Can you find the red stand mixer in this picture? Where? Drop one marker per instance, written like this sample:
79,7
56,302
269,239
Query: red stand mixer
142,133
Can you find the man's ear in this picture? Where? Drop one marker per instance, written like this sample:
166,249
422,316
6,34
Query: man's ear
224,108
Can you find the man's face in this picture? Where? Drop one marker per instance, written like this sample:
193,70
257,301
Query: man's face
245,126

+--

• **Directions**
Look for the line with "Query: man's ear" in the listing above. Print it and each later line exactly, ending with the last line.

• **Answer to this task**
Query: man's ear
224,108
Can you find the man's face in this picture? Where? Drop one marker per instance, written like this sample:
193,70
257,301
Query: man's face
245,126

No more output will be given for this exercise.